* _Information shown_
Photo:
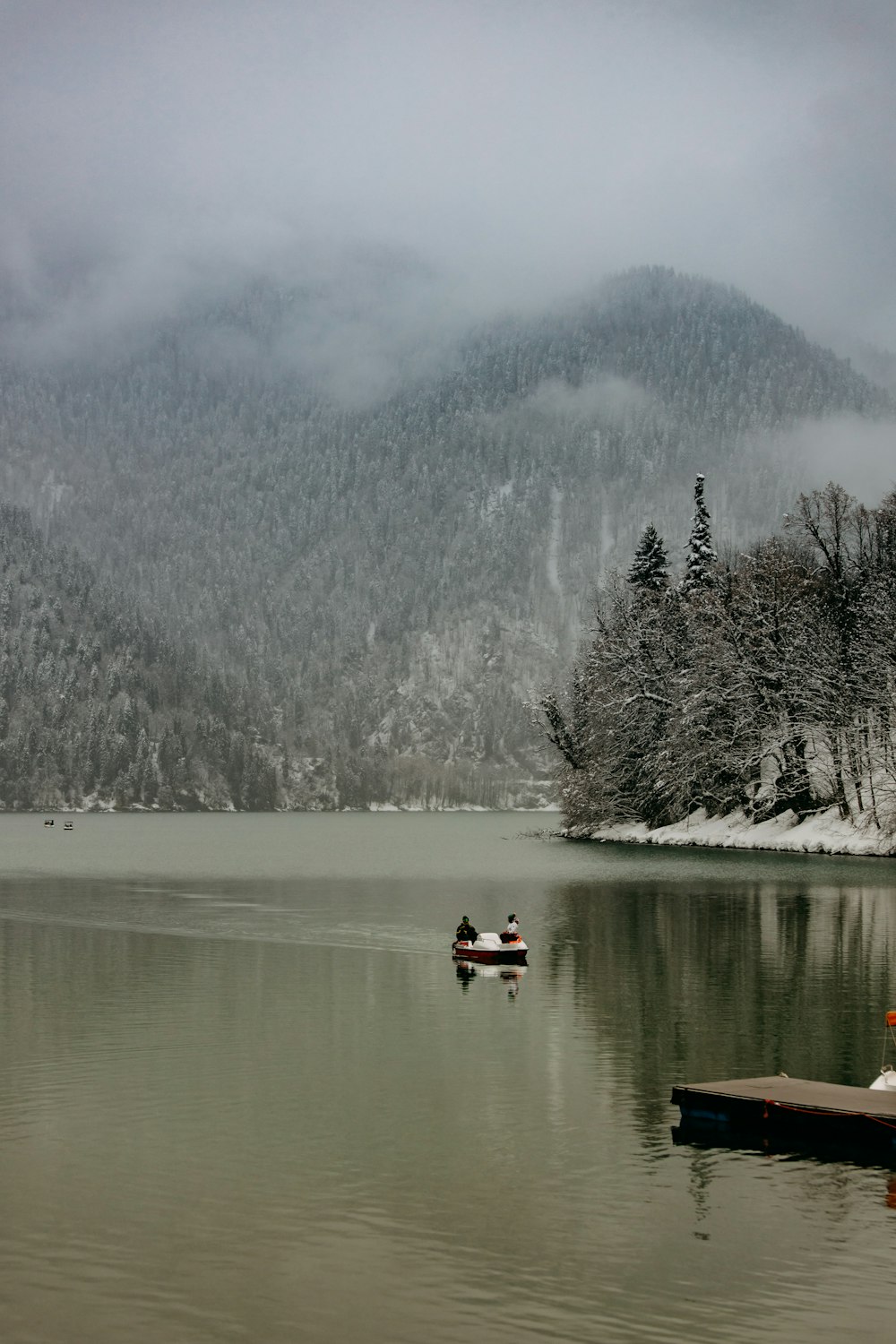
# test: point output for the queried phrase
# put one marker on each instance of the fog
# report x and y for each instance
(509, 152)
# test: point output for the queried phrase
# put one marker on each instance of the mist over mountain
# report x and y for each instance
(390, 527)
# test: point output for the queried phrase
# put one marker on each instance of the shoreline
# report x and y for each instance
(823, 832)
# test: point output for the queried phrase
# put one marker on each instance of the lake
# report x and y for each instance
(247, 1096)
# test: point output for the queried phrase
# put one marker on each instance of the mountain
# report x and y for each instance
(395, 573)
(99, 709)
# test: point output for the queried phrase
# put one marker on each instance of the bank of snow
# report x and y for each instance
(823, 832)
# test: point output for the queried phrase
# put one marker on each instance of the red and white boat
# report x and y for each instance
(490, 948)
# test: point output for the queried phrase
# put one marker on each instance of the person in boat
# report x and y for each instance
(512, 930)
(465, 930)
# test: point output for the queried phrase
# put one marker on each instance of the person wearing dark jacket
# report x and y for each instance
(465, 930)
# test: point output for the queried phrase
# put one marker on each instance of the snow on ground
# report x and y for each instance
(825, 832)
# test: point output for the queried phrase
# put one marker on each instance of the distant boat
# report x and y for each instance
(490, 948)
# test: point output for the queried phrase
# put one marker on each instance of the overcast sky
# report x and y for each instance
(524, 147)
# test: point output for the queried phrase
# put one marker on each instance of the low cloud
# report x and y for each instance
(856, 453)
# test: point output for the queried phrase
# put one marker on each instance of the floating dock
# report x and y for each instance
(780, 1109)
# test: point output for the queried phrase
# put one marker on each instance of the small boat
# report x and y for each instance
(490, 948)
(885, 1080)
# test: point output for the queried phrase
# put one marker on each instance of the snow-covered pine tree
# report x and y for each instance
(650, 566)
(702, 556)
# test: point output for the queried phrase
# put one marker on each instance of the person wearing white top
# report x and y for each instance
(512, 930)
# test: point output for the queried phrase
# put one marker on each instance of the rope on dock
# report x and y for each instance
(817, 1110)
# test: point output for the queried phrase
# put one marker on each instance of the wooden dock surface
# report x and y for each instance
(793, 1091)
(782, 1105)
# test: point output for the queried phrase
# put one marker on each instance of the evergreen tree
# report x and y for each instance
(702, 556)
(650, 566)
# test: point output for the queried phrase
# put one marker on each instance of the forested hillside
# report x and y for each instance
(767, 685)
(99, 709)
(395, 577)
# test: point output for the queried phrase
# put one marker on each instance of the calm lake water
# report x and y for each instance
(247, 1097)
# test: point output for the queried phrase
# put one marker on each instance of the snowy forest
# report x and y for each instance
(763, 682)
(379, 573)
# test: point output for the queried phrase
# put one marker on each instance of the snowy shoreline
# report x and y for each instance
(825, 832)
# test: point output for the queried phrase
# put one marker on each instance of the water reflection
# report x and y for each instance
(743, 980)
(509, 978)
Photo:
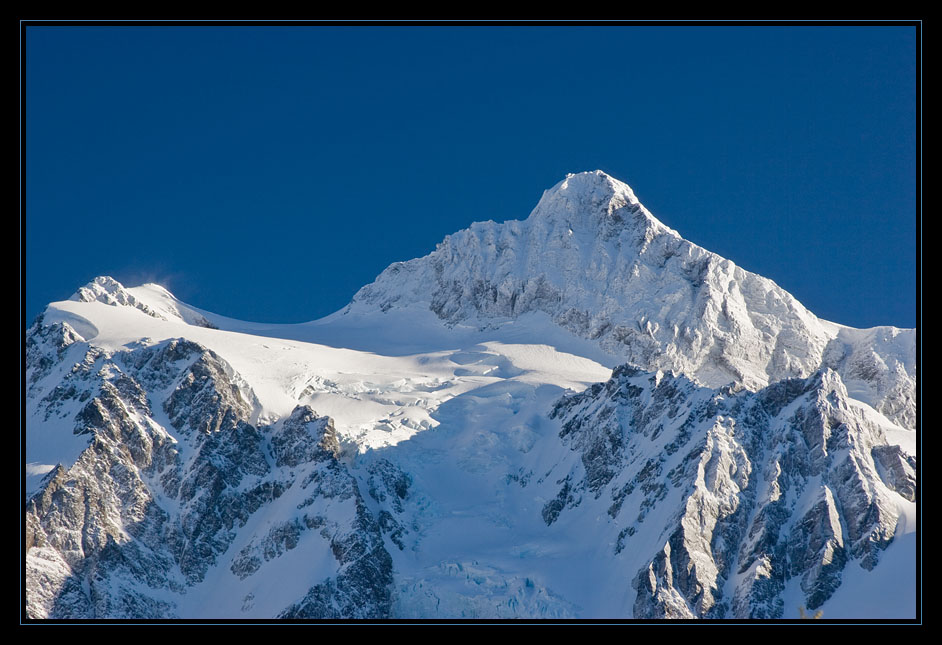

* _Challenge_
Count how many of the lines above contain the string "lake" in a case-sensitive match. Give only the number.

* _Solution to this task_
2